Source extract:
- - - -
Songs for the End of the Century: last broadcast before the bombs, Belgrade, March 1999

March 14th, 1999. A Sunday night in Belgrade. My last ever radio show, though I didn’t know it yet.

All through the ’90s, I was a music kid. Two different shows, three-hour marathons each. No playlists, no algorithm holding your hand. Just me, a microphone, and stacks of casettes and jewel cases I’d haul across the city every week. The shows were modeled, loosely, on John Peel, but they were unmistakably mine. I played what moved me, what challenged me, what I hoped might rattle the bones of someone tuning in by accident.

The Sunday show was called Yet Another Cult Show. Most nights I had guests in the studio — musicians, artists, friends — but not this one. That night, I was alone. Fear was already thick in the air; the bombing hadn’t started yet, but everyone knew it was coming. Belgrade in March was a city waiting for something, and not in the good way. You could feel the city tightening. The usual chatter was gone. I queued up my records and let the music do the talking. A mix for staying awake, not falling asleep. Music that didn’t resolve.

And buried in the middle of the chaos: a track called Zubi by Con Sol, an unreleased, ungoogleable noise trio I was part of at the time. Think Captain Beefheart getting Keiji Haino drunk in a Belgrade basement. That was us. I played guitar, retuning before every rehearsal and every show — not to be clever, but to keep myself from falling into familiar patterns. At 6’4”, I was somehow the shortest member — a fact that remains funny even now.

Belgrade, March 1999

This broadcast was the end of something, though it took me a while to understand what. A few days later, NATO started bombing Belgrade. My radio station switched to music-only, then went dark altogether. By the end of that year, I packed up what I could and left the country. America became the next chapter. I didn’t pick up a microphone again. But I did pick up a camera. The irony is: I always thought of myself as a music guy. Visuals were never the plan. But something changed once I left. Photography became the new language — just as obsessive, just as improvisational, just as deeply tied to emotion and rhythm and noise.

So this playlist — this final Sunday broadcast — isn’t just a mixtape, it’s an epitaph for a part of my life. The energy here isn’t as jagged as it usually was. Looking back, the transitions feel softer, the playlist more melancholy than confrontational. It leans indie rock — not my usual cocktail of abrasion and surprise — most of the songs were promo releases I’d just received, miles and miles of indie rock, and just a few old favorites with personal weight. The Swans track, for example, or that nasty little piece by Con Sol, tucked in like a secret. But this wasn’t a fully dialed-in set. Normally the studio would be full of friends, guests, chatter. That night, it was just me. My mind was somewhere else: on the girlfriend I was about to lose, on the family I was scared to leave behind, on the city I was planning to escape. And above all, the silence before the bombs.
- - - -
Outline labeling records

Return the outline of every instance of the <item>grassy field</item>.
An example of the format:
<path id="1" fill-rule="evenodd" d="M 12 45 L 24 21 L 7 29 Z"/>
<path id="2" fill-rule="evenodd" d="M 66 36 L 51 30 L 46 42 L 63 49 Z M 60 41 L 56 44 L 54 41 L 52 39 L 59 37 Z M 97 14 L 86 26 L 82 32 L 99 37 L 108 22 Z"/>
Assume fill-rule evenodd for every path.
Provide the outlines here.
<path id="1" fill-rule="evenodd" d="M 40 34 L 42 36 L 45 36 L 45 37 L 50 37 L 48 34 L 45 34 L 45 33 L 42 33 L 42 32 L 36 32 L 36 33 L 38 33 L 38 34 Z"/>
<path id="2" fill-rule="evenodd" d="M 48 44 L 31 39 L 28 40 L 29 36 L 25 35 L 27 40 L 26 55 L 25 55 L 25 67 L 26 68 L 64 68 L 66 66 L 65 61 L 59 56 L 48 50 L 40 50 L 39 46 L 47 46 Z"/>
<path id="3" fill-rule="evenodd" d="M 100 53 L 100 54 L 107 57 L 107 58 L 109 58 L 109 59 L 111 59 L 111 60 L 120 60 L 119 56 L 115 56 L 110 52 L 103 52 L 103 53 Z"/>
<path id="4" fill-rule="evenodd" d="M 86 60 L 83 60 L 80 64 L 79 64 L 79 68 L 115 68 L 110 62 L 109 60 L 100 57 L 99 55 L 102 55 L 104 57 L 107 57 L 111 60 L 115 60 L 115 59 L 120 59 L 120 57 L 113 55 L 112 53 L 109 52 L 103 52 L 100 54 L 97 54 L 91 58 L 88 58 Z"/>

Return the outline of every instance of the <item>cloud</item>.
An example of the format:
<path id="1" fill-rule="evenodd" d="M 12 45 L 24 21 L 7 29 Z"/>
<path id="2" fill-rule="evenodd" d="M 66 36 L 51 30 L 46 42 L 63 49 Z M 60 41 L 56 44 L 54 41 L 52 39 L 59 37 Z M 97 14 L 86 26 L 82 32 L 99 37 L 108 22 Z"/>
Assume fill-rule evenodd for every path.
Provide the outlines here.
- - - -
Tasks:
a. In the Belgrade broadcast text, what was the Sunday show called?
b. Write out the Belgrade broadcast text from "This broadcast was" to "rhythm and noise.", substituting "paintbrush" for "camera".
c. Please continue the Belgrade broadcast text, picking up after its last sentence.

Expected results:
a. Yet Another Cult Show

b.
This broadcast was the end of something, though it took me a while to understand what. A few days later, NATO started bombing Belgrade. My radio station switched to music-only, then went dark altogether. By the end of that year, I packed up what I could and left the country. America became the next chapter. I didn’t pick up a microphone again. But I did pick up a paintbrush. The irony is: I always thought of myself as a music guy. Visuals were never the plan. But something changed once I left. Photography became the new language — just as obsessive, just as improvisational, just as deeply tied to emotion and rhythm and noise.

c.
꧁─────꧂

I put together a Spotify playlist so you can hear what that night sounded like, or at least, most of it.

Some of the most important tracks didn’t make it in, simply because they’re not on Spotify. Con Sol’s Zubi was never released — there’s no recording online, and maybe that’s for the best. Jim O’Rourke’s Movie on the Way Down is another ghost, though well worth tracking down; it’s on his Eureka. And the one I wish had closed it all out — Bonnie ‘Prince’ Billy’s Nomadic Revery (All Around) — isn’t there either, which kind of guts the final moment. “I just need an evening / With someone nice to hide me.” A quiet acknowledgment that some things were already lost, and more were on their way.

Still, here’s the best approximation I can offer: a crooked, confused mixtape from a Sunday night in Belgrade, 1999. You can listen straight through, or just pick at it like scabs.

This is how I said goodbye to the 20th century. This is how I said goodbye to home.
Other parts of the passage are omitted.